WORK ITEM A
Please retype the passage of the poetry review starting at "The third tray" and ending at "in the kitchen.".
WORK ITEM B
Write what comes next in the poetry review, picking up after its last line.
SELECTED EXTRACT below:
Oh be quiet
My sharp little knife
Black blooms oxidised on the blade
Iron tang singing on my tongue
Slitting through skin to spilled insides
(‘Anaemia’)
That uncompromising, but ambiguous, title primes the reader perfectly for Natalie Shaw’s debut collection. Here, I have to make a disclosure that I have met some of these poems already, sometimes at an early stage, through shared online crit groups, the 52 forum, and journals. They were sharp, highly original and often witty at first encounter, and they are no less incisive in this sequence.
Incisive seems right. Shaw never wastes a word in her frequently terse but strangely spacious verse. Neil Astley described her as having ‘a vividly anarchic imagination’ whilst Lucy Tunstall sees that ‘these short, spare poems are little acts of resistance and rectification.’ Very true. That ‘resistance and rectification’ builds on and remembers childhood, but also fastens on uneasy futures. In short poems, titles have to earn their place, and the poet does not disappoint, building for example the hard working ‘Things that I say to my enemy’, and the immediate, shocking slap of ‘How to tell your son he has no friends’.
By way of introduction, the pamphlet kicks off strongly with ‘I know you only invited me in for a coffee, but’, outlining the kind of revenge that many a sidelined mother must dream of after the wrong kind of suburban playgroup:
I ate your 4×4 too
Even though I cannot drive [.]
There is a thread in many of these poems which pulls close to the danger of the usually unutterable curse:
I’m concerned she’s not sleeping, but mostly I shiver
to think of her lying awake and alone. I whisper
it’s true that she’ll never have boyfriends, a wedding, or babies
with soft little hands, her milk in their soft little mouths.
(‘Things that I say to my enemy’)
If there is something of Blake and his ‘Poison Tree’ shivering through some of these poems, in essence, this is generally a delightful wickedness and it’s set amongst poems of great empathy, delicacy and vulnerability.
The third tray
The children got bigger. They lost the elephants
in the carpet, built Weetabix houses for ants,
they sat on the crocodile that lived in the kitchen.
(‘Printer’s Tray’)
End of SELECTED EXTRACT.
GIVEN RECORDS below:
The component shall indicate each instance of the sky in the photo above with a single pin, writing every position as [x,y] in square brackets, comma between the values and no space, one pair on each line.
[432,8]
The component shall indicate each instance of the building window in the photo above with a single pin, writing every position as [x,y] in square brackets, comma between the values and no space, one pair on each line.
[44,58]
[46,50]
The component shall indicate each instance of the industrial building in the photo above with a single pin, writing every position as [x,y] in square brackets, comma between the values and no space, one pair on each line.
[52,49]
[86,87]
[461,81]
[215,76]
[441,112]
End of GIVEN RECORDS.
GIVEN RECORDS below:
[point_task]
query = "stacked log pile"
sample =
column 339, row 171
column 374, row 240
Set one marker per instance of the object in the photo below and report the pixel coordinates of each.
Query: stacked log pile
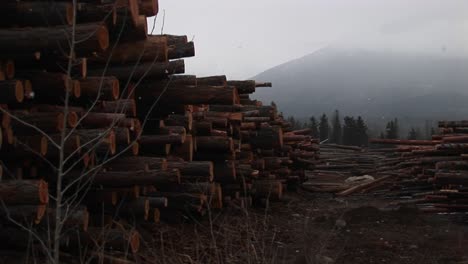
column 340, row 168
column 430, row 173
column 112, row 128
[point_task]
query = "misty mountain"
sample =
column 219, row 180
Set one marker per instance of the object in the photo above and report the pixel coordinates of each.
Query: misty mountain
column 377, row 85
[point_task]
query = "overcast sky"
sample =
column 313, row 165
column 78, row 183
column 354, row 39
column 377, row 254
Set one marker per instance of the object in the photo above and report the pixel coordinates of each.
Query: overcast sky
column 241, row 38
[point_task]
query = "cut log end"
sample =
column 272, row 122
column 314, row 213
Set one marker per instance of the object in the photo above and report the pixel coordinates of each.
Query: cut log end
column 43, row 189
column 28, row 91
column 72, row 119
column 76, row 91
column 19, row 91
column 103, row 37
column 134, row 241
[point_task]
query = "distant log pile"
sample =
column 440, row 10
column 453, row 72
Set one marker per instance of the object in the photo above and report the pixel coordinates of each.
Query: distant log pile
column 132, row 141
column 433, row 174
End of GIVEN RECORDS.
FINAL ANSWER A
The third tray
The children got bigger. They lost the elephants
in the carpet, built Weetabix houses for ants,
they sat on the crocodile that lived in the kitchen.

FINAL ANSWER B
There’s that strong understanding of the icons and that innocence, which is not innocence in childhood, and not unlike what Vicki Feaver explores in her most recent collection; yet there’s enough to seem endearing from an adult stance centred as they are on the real fist-clench of childhood. Whilst the poet writes of well-known myths and fairy tales, she is similarly adept in finding the fable in her own home.
Nor is Shaw afraid to turn that laser directly on herself, and the particularly female journey of ageing, whether observing when ‘our shrivelled clothes unpeel about us’ (‘In the changing room we see’) and how ‘each term they grow more difficult to touch’ (‘Girls’). Touch itself is given considerable agency, for example in the disturbing ‘I have been to hell and back’. Equally, there is the aching potency of not quite touching (think of Tóibín’s achievement in The Master, or indeed Michelangelo’s most famous gap) as a recurrent theme. Consider its use in the adroit repetition employed in ‘Like when we went to the cinema that time’, and how very differently it occurs in the taut metaphor found in ‘Hospital visit with talisman’.
This is a quirky, assured first pamphlet, which for all its ability to cut, offers many moments of release, hope and calmed expectation. Who knew that the Rossetti-titled ‘The heart knoweth its own bitterness’, the final poem here, could finish on the optimism of ‘And I do and I do and I do’?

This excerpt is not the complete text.